#### Goal of the exercise
Wherever a picture sits, omit it. Output the rest of the listing exactly.

#### Data section
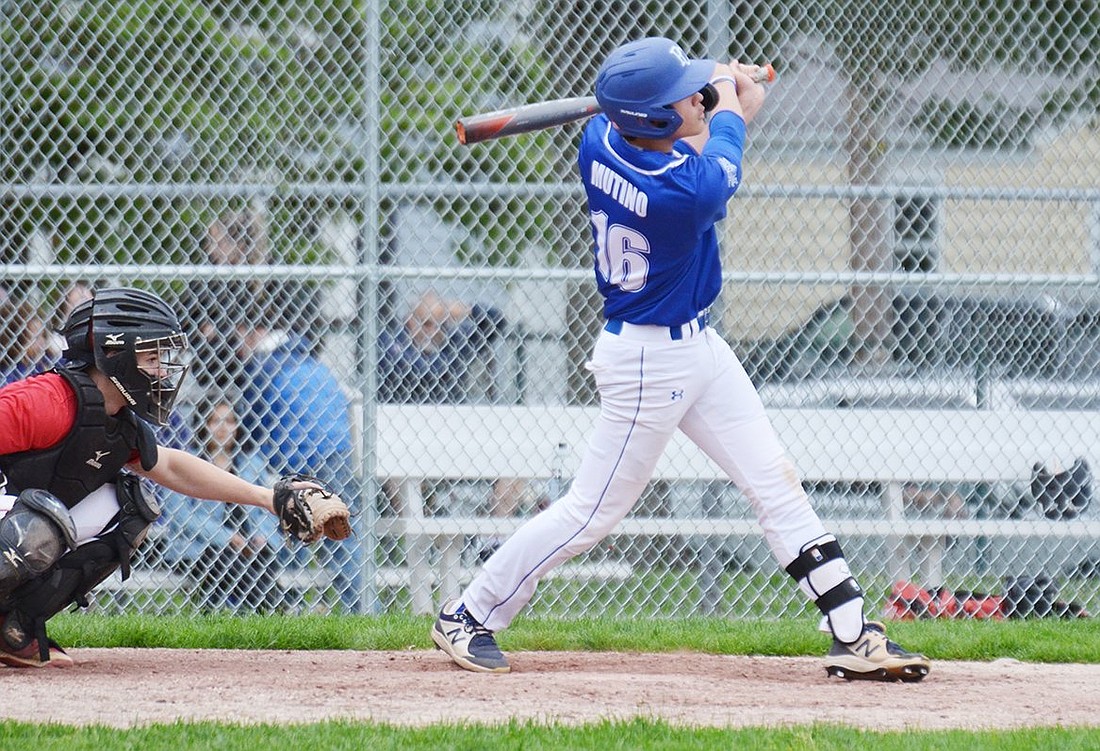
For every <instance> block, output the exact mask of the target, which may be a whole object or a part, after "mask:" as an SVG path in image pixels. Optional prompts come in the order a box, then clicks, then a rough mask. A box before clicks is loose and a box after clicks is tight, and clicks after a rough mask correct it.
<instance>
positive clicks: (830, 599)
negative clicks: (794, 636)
mask: <svg viewBox="0 0 1100 751" xmlns="http://www.w3.org/2000/svg"><path fill="white" fill-rule="evenodd" d="M787 573H788V574H790V575H791V577H792V578H793V579H794V581H795V582H798V583H799V586H800V587H801V588H802V590H803V592H804V593H805V594H806V596H809V597H810V598H811V599H812V600H813V601H814V605H816V606H817V609H818V610H821V611H822V614H823V615H824V616H825V620H826V622H827V623H828V628H829V630H831V631H832V632H833V636H834V637H835V638H836V639H838V640H839V641H842V642H846V643H850V642H854V641H856V640H857V639H859V638H860V634H861V633H862V631H864V590H862V589H860V587H859V584H858V583H857V582H856V579H855V577H853V575H851V571H850V570H849V568H848V562H847V561H845V560H844V553H843V552H842V551H840V543H838V542H837V541H836V538H835V537H833V535H832V534H825V535H823V537H821V538H817V539H816V540H812V541H810V542H807V543H806V544H805V545H803V546H802V552H801V553H799V557H796V559H794V560H793V561H791V563H790V564H789V565H788V566H787Z"/></svg>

#### Exercise output
For every <instance> block, output the exact mask of the target, which may be a whole object or a part, after "mask:" as an SVG path in image pixels. Optional prompts come in the order a box, then clicks, then a rough mask. A box before clicks is loose and a box after clicks is tight, and clicks after a rough mask correct it.
<instance>
positive clicks: (830, 599)
negative clicks: (794, 636)
mask: <svg viewBox="0 0 1100 751" xmlns="http://www.w3.org/2000/svg"><path fill="white" fill-rule="evenodd" d="M787 573H788V574H790V575H791V577H792V578H793V579H794V581H795V582H798V583H799V586H800V587H801V588H802V590H803V592H804V593H805V594H806V596H809V597H810V598H811V599H812V600H813V601H814V605H816V606H817V609H818V610H821V611H822V614H823V615H824V616H825V620H826V622H827V623H828V628H829V630H831V631H832V632H833V636H834V637H835V638H836V639H838V640H839V641H842V642H846V643H850V642H854V641H856V640H857V639H859V638H860V634H861V633H862V631H864V590H862V589H860V587H859V584H858V583H857V582H856V579H855V577H853V575H851V571H850V570H849V568H848V562H847V561H845V560H844V553H843V552H842V551H840V543H838V542H837V541H836V538H835V537H833V535H832V534H825V535H823V537H821V538H817V539H816V540H812V541H810V542H807V543H806V544H805V545H803V546H802V552H801V553H799V557H796V559H794V560H793V561H791V563H790V564H789V565H788V566H787Z"/></svg>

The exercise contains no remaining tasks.